• **Work request 1**: Summarize the passage on disorders of bodily awareness in two sentences.
• **Work request 2**:
Answer these questions from the passage on disorders of bodily awareness:
(a) Who published it online, and on what date?
(b) What was Henri Ey's profession?
(c) Through what did our bodily sense come to be known as a useful theoretical construct?
• **Work request 3**: Pick up the passage on disorders of bodily awareness after its last sentence and continue it.

Segment Start: Text provided

Published online by Cambridge University Press: 10 October 2009
General presentation of the disorders of bodily awareness
The sense we have of our own bodies is of a very complex nature. French psychiatrist Henri Ey (1973) wrote: “In this sector of sensibility, neither the primary sensorial organ, neither the specific modality, neither especially the distinction of the subject and the object, are clear notions.” In fact, it is through its pathologies that our bodily sense came to be known as a useful theoretical construct.

Segment End: Text provided
Segment Start: Excerpted records

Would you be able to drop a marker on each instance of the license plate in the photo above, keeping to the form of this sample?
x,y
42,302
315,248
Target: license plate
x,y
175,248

Segment End: Excerpted records

• **Reply 1**: The sense we have of our own bodies is very complex, and the French psychiatrist Henri Ey wrote in 1973 that in this area neither the primary sensory organ, nor the specific modality, nor the distinction between subject and object is a clear notion. It was through its pathologies that our bodily sense came to be known as a useful theoretical construct.

• **Reply 2**:
(a) Cambridge University Press, on 10 October 2009.
(b) He was a psychiatrist.
(c) Through its pathologies.

• **Reply 3**:
In this chapter we will use the term asomatognosia as the general heading for the disorders of bodily awareness, where one's body may be perceived in an unusual manner, or not perceived as having changed in its functions. Following neurological damage, the body can be entirely or partly forgotten, ignored, denied, disowned, or misperceived. These disorders have proven notoriously difficult to organize and classify. What is more, the topic of asomatognosia is confounded with those of hemineglect, anosognosia, delusions, and more generally all disorders of the awareness of the self. A framework will be proposed in order to see things clearer in this multifaceted topic that draws its unity from phenomenological resemblance, organic overlap, and presumably common mechanisms ranging from sensorimotor functions to higher cognition. Hence, we will state that asomatognosia, roughly defined as the disturbances of the body schema, encompasses a wide array of clinical pictures under a unitary conceptual framework.